### OBJECTIVE
Write out everything from the start of the material below down through the line containing "Trace each instance of the **man**.", with every line reproduced unchanged. Leave the pictures out of your answer.
--- begin RECORDS FOR THE EXERCISE ---
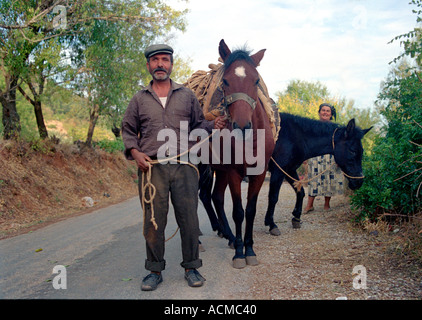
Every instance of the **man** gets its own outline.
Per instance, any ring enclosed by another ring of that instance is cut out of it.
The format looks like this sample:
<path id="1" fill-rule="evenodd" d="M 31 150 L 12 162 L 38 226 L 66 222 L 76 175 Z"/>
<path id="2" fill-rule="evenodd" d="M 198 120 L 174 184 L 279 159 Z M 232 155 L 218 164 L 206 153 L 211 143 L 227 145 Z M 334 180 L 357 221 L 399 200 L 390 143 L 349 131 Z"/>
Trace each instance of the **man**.
<path id="1" fill-rule="evenodd" d="M 136 161 L 140 176 L 142 172 L 149 170 L 151 162 L 157 159 L 159 149 L 165 143 L 158 139 L 160 130 L 174 130 L 177 135 L 177 150 L 180 150 L 181 121 L 189 124 L 189 132 L 202 128 L 211 133 L 213 128 L 225 127 L 222 117 L 206 121 L 193 92 L 170 79 L 173 69 L 173 49 L 170 46 L 152 45 L 145 50 L 145 57 L 153 80 L 132 98 L 122 122 L 125 156 L 129 160 Z M 185 279 L 189 286 L 202 286 L 205 279 L 197 271 L 197 268 L 202 266 L 198 250 L 197 172 L 189 165 L 174 162 L 155 163 L 151 170 L 151 183 L 156 188 L 152 201 L 156 225 L 151 221 L 151 205 L 145 204 L 144 237 L 147 252 L 145 268 L 151 273 L 143 279 L 141 289 L 155 290 L 163 281 L 161 272 L 165 269 L 164 231 L 167 224 L 169 194 L 180 227 L 183 256 L 181 266 L 185 268 Z M 142 201 L 141 177 L 139 192 Z"/>

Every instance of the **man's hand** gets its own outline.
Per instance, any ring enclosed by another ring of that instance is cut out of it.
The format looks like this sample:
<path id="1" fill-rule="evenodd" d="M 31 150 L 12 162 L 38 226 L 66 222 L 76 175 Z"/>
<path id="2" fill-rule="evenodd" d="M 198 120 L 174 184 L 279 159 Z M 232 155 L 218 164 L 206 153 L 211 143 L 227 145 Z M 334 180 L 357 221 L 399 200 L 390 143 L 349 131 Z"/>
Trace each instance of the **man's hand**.
<path id="1" fill-rule="evenodd" d="M 151 158 L 148 157 L 145 153 L 140 152 L 136 149 L 131 149 L 130 153 L 132 154 L 133 159 L 136 161 L 136 165 L 141 171 L 146 172 L 150 166 L 152 166 Z"/>
<path id="2" fill-rule="evenodd" d="M 214 120 L 214 129 L 223 129 L 227 125 L 227 117 L 226 116 L 218 116 Z"/>

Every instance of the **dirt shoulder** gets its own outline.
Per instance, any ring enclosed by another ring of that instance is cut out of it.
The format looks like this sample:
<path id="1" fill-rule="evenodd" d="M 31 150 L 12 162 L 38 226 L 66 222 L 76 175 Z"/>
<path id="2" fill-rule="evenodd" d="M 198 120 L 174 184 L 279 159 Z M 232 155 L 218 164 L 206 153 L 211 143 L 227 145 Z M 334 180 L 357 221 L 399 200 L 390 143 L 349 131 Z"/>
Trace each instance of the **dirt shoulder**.
<path id="1" fill-rule="evenodd" d="M 136 196 L 136 179 L 120 153 L 0 141 L 0 239 Z"/>
<path id="2" fill-rule="evenodd" d="M 323 210 L 323 198 L 317 197 L 315 211 L 302 215 L 301 228 L 293 229 L 294 193 L 283 184 L 275 215 L 281 235 L 275 237 L 263 224 L 267 191 L 268 185 L 264 185 L 255 220 L 255 252 L 260 265 L 254 269 L 252 290 L 246 298 L 422 298 L 421 265 L 394 252 L 400 243 L 400 228 L 371 234 L 357 228 L 351 223 L 347 198 L 336 196 L 328 212 Z M 362 270 L 366 271 L 366 289 L 359 289 L 363 283 L 357 282 Z"/>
--- end RECORDS FOR THE EXERCISE ---
### WRITTEN RESPONSE
Every instance of the **man** gets its own outline.
Per instance, any ring enclosed by another ring of that instance is cut out of it.
The format looks like this sample:
<path id="1" fill-rule="evenodd" d="M 31 150 L 12 162 L 38 226 L 66 222 L 76 175 Z"/>
<path id="2" fill-rule="evenodd" d="M 198 120 L 174 184 L 279 159 Z M 232 155 L 218 164 L 206 153 L 211 143 L 227 145 Z M 334 180 L 357 221 L 399 200 L 390 143 L 349 131 Z"/>
Trace each instance of the **man**.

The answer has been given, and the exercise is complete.